### ARTICOLO:
Chiese

Nel Settecento un facoltoso imprenditore edile, Carlo Francesco Pizzoni attivo a Torino, fece erigere al centro del paese l’oratorio del Beato Simonino, ora dei SS Innocenti, tuttora esistente, a suo tempo corredato di una ricca dote. Sembra che la scelta di questa figura (un bambino del cui assassinio fu accusato un gruppo di ebrei, storia poi accantonata) non fosse stata dettata da spirito antigiudaico, ma piuttosto per il fatto che il padre di Simonino era un conciatore di pelli, cosa che si accorderebbe con la dedicazione della parrocchiale a San Bartolomeo, patrono dei cuoiai

La chiesa è situata su uno sperone al di sopra della carrozzabile che corre lungolago: quest’ultima fu costruita negli anni Trenta del secolo scorso – prima di allora per recarsi da Oria a San Mamete si era costretti ad attraversare Albogasio inferiore, risalire il poggio della chiesa, ridiscendendolo dall’altra parte per una mulattiera di 120 gradini, detta “la Calcinera”.

Il lato esterno sud della chiesa, affacciato al lago, reca ben visibili sette stemmi di altrettanti vescovi milanesi che visitarono la Valsolda, feudo vescovile dal Medioevo all’Eta’ napoleonica.
L’edificio fu costruito a tappe tra la seconda metà del ‘500 e la prima metà del ‘600. La decorazione interna fu praticamente rifatta nel 1918.
L’impressione che desta l’interno è quello di una festa di forme e colori. Nell’insieme della decorazione scultorea e pittorica, opera di artisti locali, risaltano le molte deliziose figure di Angeli e sopratutto di putti , rappresentate negli atteggiamenti piu’ svariati e birichini. Bello anche l’effetto illusionistico delle finte architetture che incorniciano gli affreschi delle cappelle laterali.

La chiesa di Albogasio Superiore è dedicata a S. Ambrogio, la sua costruzione è databile al XV o XVI secolo.

Anch’essa modificata intorno al 1500, all’interno viene affrescata da Stefano Vignola nel 1680, con opere raffiguranti la storia del santo.

La chiesa di San Nicola è la piu’ piccola di Valsolda. La dedicazione a questo Santo risulta naturale per il fatto che è da sempre considerato il protettore della gente che utilizza le vie d’acqua.. Secondo la leggenda il suo corpo fu trafugato e trasportato via mare dall’Oriente a Bari. Una sua piccola statua con in mano lo stipetto delle elemosine si trova sul muro esterno sud, entro una nicchia.

### RIGHE FORNITE:

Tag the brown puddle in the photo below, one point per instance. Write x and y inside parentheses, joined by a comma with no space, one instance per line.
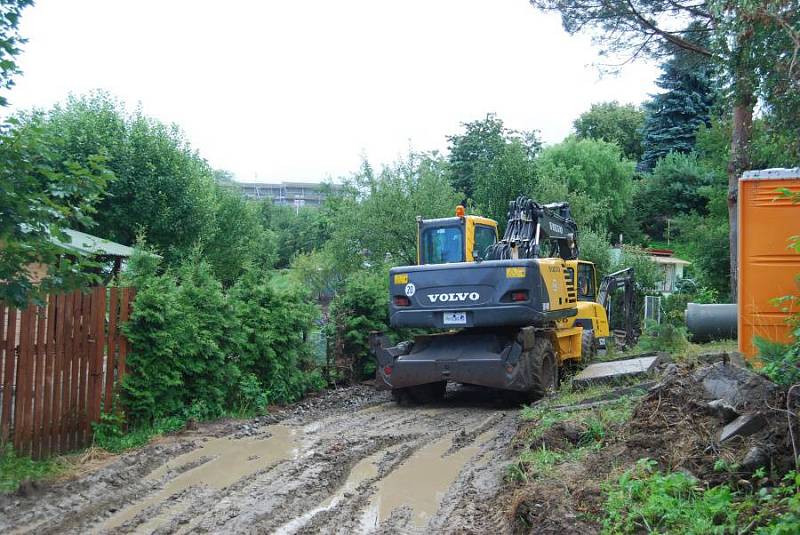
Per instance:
(365,469)
(229,461)
(420,482)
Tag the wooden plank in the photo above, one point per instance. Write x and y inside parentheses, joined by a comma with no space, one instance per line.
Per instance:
(125,309)
(95,393)
(3,392)
(58,428)
(83,367)
(108,399)
(27,436)
(22,405)
(72,346)
(75,353)
(50,350)
(38,384)
(9,372)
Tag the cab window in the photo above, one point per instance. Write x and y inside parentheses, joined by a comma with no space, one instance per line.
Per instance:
(586,289)
(442,245)
(484,237)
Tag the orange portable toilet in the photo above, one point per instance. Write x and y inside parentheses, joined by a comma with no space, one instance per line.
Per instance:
(768,268)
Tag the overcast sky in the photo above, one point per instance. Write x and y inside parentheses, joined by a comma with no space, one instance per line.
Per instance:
(301,89)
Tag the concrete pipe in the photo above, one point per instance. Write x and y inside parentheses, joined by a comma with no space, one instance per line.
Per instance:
(711,322)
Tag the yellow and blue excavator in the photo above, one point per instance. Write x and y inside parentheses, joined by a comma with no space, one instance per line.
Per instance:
(509,312)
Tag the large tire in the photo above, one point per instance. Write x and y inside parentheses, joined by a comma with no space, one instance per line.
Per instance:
(543,369)
(588,346)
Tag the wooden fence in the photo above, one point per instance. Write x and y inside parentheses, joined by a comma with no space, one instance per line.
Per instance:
(59,364)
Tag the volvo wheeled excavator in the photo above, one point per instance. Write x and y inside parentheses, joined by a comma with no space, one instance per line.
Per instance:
(509,313)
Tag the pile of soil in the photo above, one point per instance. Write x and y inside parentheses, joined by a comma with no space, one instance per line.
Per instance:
(673,425)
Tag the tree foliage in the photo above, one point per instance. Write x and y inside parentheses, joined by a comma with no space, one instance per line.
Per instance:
(615,123)
(491,164)
(10,41)
(674,116)
(162,187)
(200,352)
(238,237)
(360,307)
(374,216)
(595,171)
(41,194)
(678,185)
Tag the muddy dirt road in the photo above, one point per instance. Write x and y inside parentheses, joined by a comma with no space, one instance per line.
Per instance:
(349,461)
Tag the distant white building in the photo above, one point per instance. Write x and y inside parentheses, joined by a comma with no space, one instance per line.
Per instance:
(672,267)
(287,193)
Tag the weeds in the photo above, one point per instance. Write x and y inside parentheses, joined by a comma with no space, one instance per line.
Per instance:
(110,433)
(646,500)
(14,469)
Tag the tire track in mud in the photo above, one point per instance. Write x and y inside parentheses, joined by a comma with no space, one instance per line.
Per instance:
(375,467)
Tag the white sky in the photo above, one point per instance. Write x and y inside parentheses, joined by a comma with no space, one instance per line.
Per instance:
(301,89)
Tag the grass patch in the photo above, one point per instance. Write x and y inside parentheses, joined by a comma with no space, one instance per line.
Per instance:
(645,500)
(110,433)
(15,469)
(537,459)
(717,346)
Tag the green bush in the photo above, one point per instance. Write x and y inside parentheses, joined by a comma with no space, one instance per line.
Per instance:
(359,308)
(781,361)
(110,434)
(154,384)
(644,500)
(270,336)
(15,469)
(197,352)
(202,332)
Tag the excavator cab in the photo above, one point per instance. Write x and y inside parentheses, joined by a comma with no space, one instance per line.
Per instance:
(464,238)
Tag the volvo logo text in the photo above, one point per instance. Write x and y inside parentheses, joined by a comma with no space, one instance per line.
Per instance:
(454,297)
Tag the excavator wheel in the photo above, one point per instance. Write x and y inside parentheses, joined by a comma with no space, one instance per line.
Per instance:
(588,346)
(543,369)
(414,395)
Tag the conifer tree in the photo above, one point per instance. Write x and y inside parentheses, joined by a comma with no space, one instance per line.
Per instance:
(673,117)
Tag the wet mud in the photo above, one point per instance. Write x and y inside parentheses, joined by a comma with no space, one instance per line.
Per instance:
(349,461)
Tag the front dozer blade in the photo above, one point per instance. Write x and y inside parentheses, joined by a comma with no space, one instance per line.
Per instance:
(476,358)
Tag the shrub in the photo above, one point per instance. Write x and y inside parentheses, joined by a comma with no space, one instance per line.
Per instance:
(202,338)
(644,500)
(359,308)
(270,338)
(154,383)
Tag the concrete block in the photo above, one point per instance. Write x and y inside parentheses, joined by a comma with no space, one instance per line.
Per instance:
(601,372)
(722,410)
(743,426)
(739,387)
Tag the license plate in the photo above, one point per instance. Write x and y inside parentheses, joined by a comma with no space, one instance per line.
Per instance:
(455,318)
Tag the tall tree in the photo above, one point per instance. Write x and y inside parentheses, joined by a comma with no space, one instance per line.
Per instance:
(593,175)
(373,216)
(491,164)
(40,195)
(755,44)
(615,123)
(674,116)
(10,41)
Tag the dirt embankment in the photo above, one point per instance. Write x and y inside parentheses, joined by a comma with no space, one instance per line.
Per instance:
(679,425)
(345,462)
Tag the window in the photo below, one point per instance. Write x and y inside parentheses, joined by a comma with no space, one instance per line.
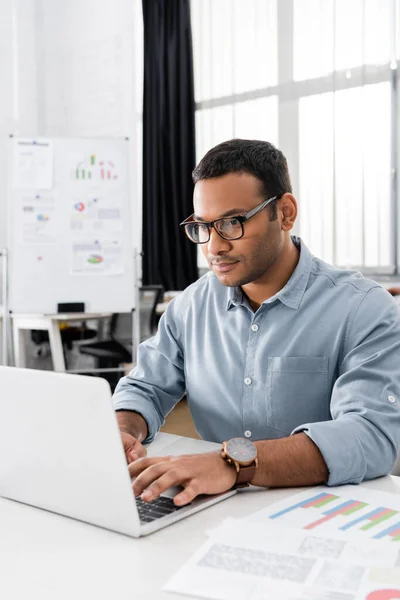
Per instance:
(319,79)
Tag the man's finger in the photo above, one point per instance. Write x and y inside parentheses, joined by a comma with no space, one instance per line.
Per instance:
(189,493)
(162,483)
(147,477)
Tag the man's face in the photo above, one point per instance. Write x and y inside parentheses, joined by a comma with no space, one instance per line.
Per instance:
(237,262)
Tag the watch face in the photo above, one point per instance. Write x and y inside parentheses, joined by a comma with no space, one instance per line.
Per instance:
(241,449)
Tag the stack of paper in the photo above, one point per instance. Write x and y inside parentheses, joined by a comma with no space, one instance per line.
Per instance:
(321,544)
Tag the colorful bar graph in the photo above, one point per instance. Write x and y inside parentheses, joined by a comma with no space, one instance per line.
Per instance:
(315,501)
(347,508)
(375,517)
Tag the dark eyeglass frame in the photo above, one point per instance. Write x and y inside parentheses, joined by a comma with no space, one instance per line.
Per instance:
(241,218)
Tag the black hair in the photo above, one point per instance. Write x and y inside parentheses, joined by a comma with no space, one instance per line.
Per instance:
(255,157)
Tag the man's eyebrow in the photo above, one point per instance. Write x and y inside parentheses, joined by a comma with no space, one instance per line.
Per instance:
(229,213)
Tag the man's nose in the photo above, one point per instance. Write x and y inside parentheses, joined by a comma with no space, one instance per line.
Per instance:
(216,244)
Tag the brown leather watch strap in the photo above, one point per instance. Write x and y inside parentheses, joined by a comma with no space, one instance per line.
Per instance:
(245,475)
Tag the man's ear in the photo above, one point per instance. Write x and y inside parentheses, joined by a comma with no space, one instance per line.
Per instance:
(287,206)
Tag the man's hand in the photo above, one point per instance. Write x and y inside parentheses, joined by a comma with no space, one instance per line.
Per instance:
(197,473)
(132,447)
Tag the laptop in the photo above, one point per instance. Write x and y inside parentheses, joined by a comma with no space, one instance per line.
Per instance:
(61,451)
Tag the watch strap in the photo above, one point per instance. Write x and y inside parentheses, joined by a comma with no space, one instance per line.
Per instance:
(245,475)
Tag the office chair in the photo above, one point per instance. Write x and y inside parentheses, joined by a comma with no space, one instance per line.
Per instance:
(117,350)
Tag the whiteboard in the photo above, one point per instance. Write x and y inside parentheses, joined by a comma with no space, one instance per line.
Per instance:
(70,225)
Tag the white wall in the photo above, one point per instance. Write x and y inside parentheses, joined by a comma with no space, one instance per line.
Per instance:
(68,68)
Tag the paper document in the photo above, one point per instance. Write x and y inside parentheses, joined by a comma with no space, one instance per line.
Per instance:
(254,561)
(33,164)
(350,511)
(97,257)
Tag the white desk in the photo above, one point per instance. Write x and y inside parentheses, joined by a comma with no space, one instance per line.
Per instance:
(48,557)
(48,323)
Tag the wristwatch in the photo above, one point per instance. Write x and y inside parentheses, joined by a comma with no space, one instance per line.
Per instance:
(242,455)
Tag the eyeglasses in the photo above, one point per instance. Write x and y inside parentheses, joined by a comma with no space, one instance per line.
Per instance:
(229,228)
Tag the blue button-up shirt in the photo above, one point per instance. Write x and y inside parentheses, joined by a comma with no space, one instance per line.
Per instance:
(321,356)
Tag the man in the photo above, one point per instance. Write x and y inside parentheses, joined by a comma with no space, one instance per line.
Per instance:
(272,346)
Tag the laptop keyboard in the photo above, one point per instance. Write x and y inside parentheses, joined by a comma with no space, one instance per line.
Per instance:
(160,507)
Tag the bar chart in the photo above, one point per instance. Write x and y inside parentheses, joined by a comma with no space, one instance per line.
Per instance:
(322,510)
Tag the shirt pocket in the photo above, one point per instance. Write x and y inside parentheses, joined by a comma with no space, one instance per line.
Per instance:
(297,391)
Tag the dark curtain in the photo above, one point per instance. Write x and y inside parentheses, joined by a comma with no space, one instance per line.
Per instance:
(169,257)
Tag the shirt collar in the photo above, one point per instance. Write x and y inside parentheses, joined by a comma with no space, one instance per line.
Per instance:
(292,293)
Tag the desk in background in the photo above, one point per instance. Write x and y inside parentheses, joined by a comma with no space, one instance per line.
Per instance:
(162,306)
(46,556)
(50,323)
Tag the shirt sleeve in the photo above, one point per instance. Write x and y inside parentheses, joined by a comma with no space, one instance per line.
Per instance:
(362,440)
(157,383)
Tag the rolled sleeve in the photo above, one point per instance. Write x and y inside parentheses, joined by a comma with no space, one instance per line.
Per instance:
(362,440)
(157,383)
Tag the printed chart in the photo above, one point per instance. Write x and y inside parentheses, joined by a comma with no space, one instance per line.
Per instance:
(346,511)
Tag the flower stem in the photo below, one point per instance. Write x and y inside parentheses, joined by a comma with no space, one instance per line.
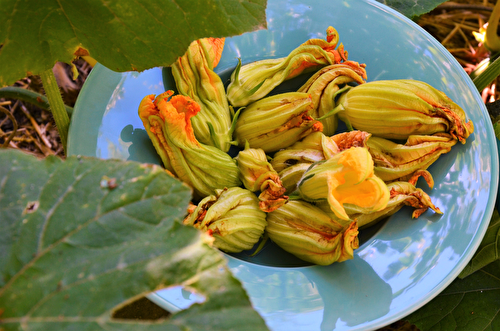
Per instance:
(56,104)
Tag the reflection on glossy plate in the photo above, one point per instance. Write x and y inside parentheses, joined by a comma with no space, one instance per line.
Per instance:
(403,265)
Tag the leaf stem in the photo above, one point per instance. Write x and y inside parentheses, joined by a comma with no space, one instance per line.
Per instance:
(37,99)
(56,104)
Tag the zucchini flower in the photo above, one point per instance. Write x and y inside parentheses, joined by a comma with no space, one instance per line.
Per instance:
(396,109)
(313,148)
(255,80)
(325,85)
(347,177)
(257,174)
(293,161)
(346,140)
(401,194)
(310,234)
(167,122)
(232,216)
(276,122)
(398,162)
(195,78)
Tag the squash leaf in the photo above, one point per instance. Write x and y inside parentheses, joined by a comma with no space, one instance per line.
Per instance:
(412,9)
(122,35)
(81,238)
(489,249)
(472,303)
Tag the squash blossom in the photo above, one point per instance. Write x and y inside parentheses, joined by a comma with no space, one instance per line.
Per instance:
(195,78)
(401,194)
(232,216)
(276,122)
(346,177)
(257,174)
(326,84)
(293,161)
(396,109)
(168,124)
(310,234)
(255,80)
(399,162)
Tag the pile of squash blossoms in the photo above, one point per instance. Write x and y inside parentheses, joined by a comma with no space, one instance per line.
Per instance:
(295,179)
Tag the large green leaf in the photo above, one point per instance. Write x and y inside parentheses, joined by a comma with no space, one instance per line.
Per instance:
(412,8)
(489,249)
(82,237)
(472,303)
(122,35)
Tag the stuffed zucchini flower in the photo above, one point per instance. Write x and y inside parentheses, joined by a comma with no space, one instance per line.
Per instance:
(326,84)
(346,177)
(257,174)
(401,194)
(232,216)
(395,161)
(194,76)
(255,80)
(396,109)
(310,234)
(276,121)
(168,124)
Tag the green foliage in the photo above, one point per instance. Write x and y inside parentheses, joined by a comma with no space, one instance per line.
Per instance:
(489,249)
(81,237)
(122,35)
(412,9)
(472,303)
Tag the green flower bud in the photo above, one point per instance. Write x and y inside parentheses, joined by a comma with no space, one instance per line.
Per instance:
(167,122)
(255,80)
(195,78)
(347,177)
(396,109)
(324,86)
(310,234)
(397,161)
(276,122)
(401,194)
(257,174)
(232,216)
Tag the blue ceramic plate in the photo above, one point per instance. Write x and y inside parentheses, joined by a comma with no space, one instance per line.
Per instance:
(399,267)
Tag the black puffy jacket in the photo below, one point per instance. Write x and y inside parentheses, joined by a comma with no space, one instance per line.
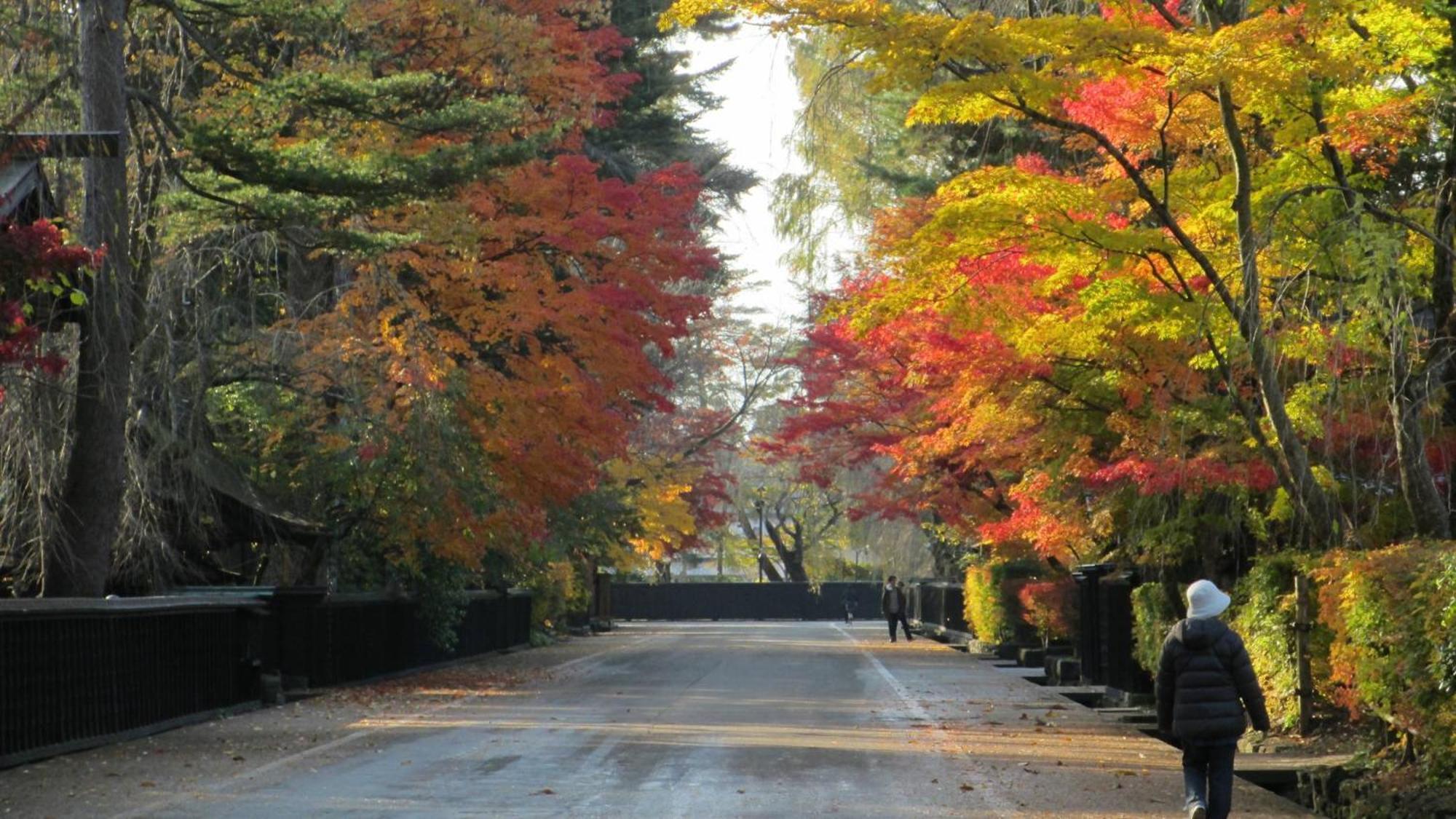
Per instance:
(1202,678)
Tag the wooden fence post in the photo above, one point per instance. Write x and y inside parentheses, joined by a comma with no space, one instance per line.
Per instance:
(1302,625)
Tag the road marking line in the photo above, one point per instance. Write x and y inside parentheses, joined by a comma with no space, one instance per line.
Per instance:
(1002,804)
(244,775)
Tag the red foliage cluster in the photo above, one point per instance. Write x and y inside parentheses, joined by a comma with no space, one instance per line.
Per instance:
(1051,606)
(34,256)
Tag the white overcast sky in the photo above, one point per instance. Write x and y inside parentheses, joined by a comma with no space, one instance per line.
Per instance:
(761,106)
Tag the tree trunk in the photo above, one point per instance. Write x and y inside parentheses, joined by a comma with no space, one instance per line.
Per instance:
(1417,481)
(1317,512)
(97,468)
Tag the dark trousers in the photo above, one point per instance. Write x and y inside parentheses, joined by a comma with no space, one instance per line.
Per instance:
(899,618)
(1209,777)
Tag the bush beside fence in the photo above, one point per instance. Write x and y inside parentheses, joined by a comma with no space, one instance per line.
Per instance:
(76,673)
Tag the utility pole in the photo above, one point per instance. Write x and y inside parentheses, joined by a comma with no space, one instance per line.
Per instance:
(95,474)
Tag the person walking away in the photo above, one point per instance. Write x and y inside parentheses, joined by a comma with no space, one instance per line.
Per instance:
(905,608)
(893,605)
(1208,694)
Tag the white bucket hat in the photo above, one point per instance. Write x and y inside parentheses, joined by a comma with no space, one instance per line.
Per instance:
(1205,599)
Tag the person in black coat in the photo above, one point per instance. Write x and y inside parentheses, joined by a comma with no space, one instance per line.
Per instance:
(1208,694)
(893,605)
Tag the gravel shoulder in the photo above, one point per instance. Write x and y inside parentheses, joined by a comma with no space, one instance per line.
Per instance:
(139,775)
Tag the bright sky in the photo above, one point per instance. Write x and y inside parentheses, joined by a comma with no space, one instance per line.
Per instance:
(761,103)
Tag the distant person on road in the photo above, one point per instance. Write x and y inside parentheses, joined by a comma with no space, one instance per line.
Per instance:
(905,608)
(1206,684)
(893,605)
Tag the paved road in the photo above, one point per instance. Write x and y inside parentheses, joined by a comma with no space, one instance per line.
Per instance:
(736,719)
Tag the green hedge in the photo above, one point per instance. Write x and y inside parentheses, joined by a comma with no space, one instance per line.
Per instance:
(1393,653)
(991,601)
(1384,640)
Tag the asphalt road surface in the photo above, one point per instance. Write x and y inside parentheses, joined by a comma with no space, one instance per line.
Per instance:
(736,719)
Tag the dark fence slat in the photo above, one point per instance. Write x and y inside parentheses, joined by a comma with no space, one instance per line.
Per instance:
(78,672)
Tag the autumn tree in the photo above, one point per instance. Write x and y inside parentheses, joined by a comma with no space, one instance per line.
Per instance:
(1218,196)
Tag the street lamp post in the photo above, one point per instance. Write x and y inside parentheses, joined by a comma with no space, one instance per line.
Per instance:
(759,503)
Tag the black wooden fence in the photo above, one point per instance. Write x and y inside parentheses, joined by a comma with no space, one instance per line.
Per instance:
(940,606)
(742,601)
(76,673)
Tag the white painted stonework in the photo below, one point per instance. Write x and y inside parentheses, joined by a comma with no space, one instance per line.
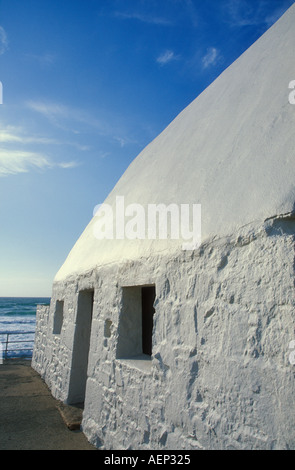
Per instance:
(220,375)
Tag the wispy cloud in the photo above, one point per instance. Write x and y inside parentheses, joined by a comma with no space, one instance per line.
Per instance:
(241,13)
(166,57)
(144,18)
(18,153)
(3,41)
(13,162)
(44,60)
(211,57)
(16,161)
(78,121)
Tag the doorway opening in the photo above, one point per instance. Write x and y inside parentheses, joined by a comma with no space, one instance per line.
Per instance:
(78,374)
(136,322)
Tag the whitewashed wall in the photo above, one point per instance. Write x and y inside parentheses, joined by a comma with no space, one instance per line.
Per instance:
(220,376)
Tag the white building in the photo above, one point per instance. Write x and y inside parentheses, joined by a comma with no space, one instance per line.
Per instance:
(209,367)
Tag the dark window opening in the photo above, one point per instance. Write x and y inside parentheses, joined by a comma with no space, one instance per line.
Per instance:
(148,295)
(58,317)
(136,322)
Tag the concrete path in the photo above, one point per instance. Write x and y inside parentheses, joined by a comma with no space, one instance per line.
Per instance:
(30,418)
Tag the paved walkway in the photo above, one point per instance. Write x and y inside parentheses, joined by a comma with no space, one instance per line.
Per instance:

### OBIETTIVI:
(1) Elenca tutte le figure sacre a cui, secondo l'articolo sulle chiese, è o è stato dedicato un edificio religioso.
(2) Prolunga l'articolo sulle chiese della Valsolda a partire dalla sua ultima frase.

### RISULTATI DELLE CONSEGNE:
(1) Beato Simonino, Santi Innocenti, San Bartolomeo, Sant'Ambrogio, San Nicola

(2)
L’interno, modesto, presenta nel presbiterio alcuni affreschi interessanti: San Nicola ordina la distruzione di un tempio pagano, con un San Nicola stranamente somigliante a San Carlo Borromeo; Due preti, in barca con un’anfora d’olio, sono colti da una tempesta scatenata dal diavolo nelle sembianze di una donna; i due pregano San Nicola (in alto, su una nuvoletta) di soccorrerli; seguendone il consiglio rovesciano l’anfora nel lago: invece dell’olio ne escono tanti diavoletti neri, e la situazione si normalizza.
Affacciate alla veranda sulla strada sono tre ragazze che il padre non riesce a sposare perchè non ha i soldi per la dote, e che quindi vuole mandare a prostituirsi. Passa il Santo e getta sul davanzale una borsa di monete. La scena è molto fresca e vivace.
Dalla parte superiore del paese una strada, proveniente da Loggio, porta al cimitero e all’antistante Oratorio di San Carlo, eretto in occasione della canonizzazione dell’arcivescovo. Oltre l’Oratorio la strada continua fino a Cima, un tempo lembo estremo della Valsolda, “La Cima” appunto.

Il grazioso e devoto Santuario della Madonna della Caravina si trova sulla strada che collega Lugano e Porlezza, sulle rive del Ceresio.

Il Fogazzaro nel “Piccolo Mondo Antico” ha cantato in modo romantico, la bellezza poetica del posto dove sorge il Santuario, proprio al limitare della Valsolda, l’unica terra d’Italia che seppe per oltre un millennio, custodire inviolata la libertà e l’indipendenza. Dai tempi di Carlo Magno fino al 15 Maggio 1783, quando fu dolorosamente annessa all’Austria, la Valsolda si resse sempre a libero Comune sotto l’alta sovranità dell’Arcivescovo di Milano che tuttora porta il titolo di “Signore della Valsolda”.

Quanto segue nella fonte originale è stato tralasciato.